--- Start Rows ---

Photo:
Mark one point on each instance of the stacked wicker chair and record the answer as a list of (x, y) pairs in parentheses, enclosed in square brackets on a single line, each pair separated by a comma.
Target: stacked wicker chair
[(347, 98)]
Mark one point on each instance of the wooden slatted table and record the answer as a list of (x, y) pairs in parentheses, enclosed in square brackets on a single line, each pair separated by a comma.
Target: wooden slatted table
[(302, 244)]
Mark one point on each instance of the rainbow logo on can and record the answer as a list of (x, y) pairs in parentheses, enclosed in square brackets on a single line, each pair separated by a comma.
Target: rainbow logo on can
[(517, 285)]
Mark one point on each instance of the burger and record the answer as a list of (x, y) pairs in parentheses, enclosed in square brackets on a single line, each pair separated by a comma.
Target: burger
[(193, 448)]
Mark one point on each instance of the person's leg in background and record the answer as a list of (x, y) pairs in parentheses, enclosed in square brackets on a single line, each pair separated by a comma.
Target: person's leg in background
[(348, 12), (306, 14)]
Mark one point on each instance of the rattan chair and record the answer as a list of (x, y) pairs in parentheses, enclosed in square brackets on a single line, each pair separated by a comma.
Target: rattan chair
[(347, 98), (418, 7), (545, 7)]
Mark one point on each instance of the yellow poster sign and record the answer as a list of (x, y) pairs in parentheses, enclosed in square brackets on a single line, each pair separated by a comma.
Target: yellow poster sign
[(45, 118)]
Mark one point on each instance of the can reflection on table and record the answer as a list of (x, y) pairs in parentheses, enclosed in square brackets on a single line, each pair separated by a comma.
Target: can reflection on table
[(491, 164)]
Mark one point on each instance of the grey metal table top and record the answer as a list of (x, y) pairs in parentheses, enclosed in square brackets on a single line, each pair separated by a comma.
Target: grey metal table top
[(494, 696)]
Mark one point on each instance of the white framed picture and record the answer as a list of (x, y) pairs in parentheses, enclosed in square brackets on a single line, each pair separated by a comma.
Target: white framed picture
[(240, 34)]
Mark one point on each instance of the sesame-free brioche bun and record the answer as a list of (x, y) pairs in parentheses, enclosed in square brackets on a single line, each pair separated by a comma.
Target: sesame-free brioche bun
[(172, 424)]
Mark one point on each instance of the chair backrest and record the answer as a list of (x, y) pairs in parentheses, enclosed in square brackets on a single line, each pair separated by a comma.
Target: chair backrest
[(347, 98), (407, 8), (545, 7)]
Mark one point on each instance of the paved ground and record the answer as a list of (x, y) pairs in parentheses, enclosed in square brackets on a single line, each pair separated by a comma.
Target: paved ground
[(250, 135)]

--- End Rows ---

Task directions - Please convert the lines above into a Markdown table with the columns Number and Line, giving each line its own numbered row and skipping any blank lines.

Answer -
| Number | Line |
|---|---|
| 1 | Photo: |
| 2 | Mark one point on each instance of the stacked wicker chair and record the answer as a list of (x, y) pairs in parentheses, enclosed in square brackets on a single line, each pair separated by a comma. |
| 3 | Target: stacked wicker chair |
| 4 | [(347, 98)] |
| 5 | Mark one point on each instance of the wooden slatted table and record the answer as a list of (x, y) pairs in parentheses, enclosed in square brackets on a single line, each pair separated by a comma. |
| 6 | Target: wooden slatted table |
| 7 | [(302, 244)] |
| 8 | Mark one point on each instance of the rainbow logo on can and record the answer as a list of (x, y) pairs in parentheses, enclosed in square brackets on a single line, each pair separated by a comma. |
| 9 | Target: rainbow logo on can |
| 10 | [(517, 285)] |
| 11 | Mark one point on each instance of the burger and record the answer as a list of (x, y) pairs in parentheses, enclosed in square brackets on a single line, each pair separated by a comma. |
| 12 | Target: burger |
| 13 | [(193, 448)] |
| 14 | Mark one point on each instance of the person's leg in background and record the answer as a list of (x, y) pairs in parentheses, enclosed in square brackets on a single line, each pair separated by a comma. |
| 15 | Target: person's leg in background |
| 16 | [(348, 12), (306, 14)] |
| 17 | Mark one point on each instance of the rattan chair and record the answer as a list of (x, y) pairs in parentheses, enclosed in square brackets on a single line, each pair separated by a comma. |
| 18 | Target: rattan chair |
| 19 | [(347, 98), (418, 7), (545, 7)] |
| 20 | Mark one point on each instance of the yellow poster sign and record the answer as a list of (x, y) pairs in parentheses, enclosed in square brackets on a single line, each pair separated by a comma. |
| 21 | Target: yellow poster sign |
| 22 | [(45, 118)] |
| 23 | Mark one point on each instance of the can reflection on table and record the answer as a list of (x, y) pairs in parentheses, enclosed in square brackets on a single line, each pair separated by a comma. |
| 24 | Target: can reflection on table |
| 25 | [(491, 164)] |
| 26 | Mark one point on each instance of the grey metal table top and record the answer as a list of (x, y) pairs in parentheses, enclosed in square brackets on a single line, each pair separated by a comma. |
| 27 | Target: grey metal table top |
| 28 | [(494, 696)] |
| 29 | Mark one point on each instance of the white framed picture and record the answer as a list of (x, y) pairs in parentheses, enclosed in square brackets on a single line, each pair separated by a comma. |
| 30 | Target: white framed picture |
| 31 | [(240, 34)] |
| 32 | Mark one point on each instance of the sesame-free brioche bun and record the answer as a list of (x, y) pairs in parentheses, enclosed in square brackets on a single line, each pair separated by a comma. |
| 33 | Target: sesame-free brioche bun |
| 34 | [(172, 424)] |
| 35 | Mark one point on each instance of the chair backrest and record the answer as a list of (x, y) pairs in parentheses, enclosed in square brackets on a single line, each pair separated by a comma. |
| 36 | Target: chair backrest |
| 37 | [(347, 98), (407, 8), (545, 7)] |
| 38 | Mark one point on each instance of the paved ground and record the answer as a list of (x, y) pairs in parentheses, enclosed in square brackets on a single line, each pair separated by a comma. |
| 39 | Target: paved ground |
| 40 | [(250, 135)] |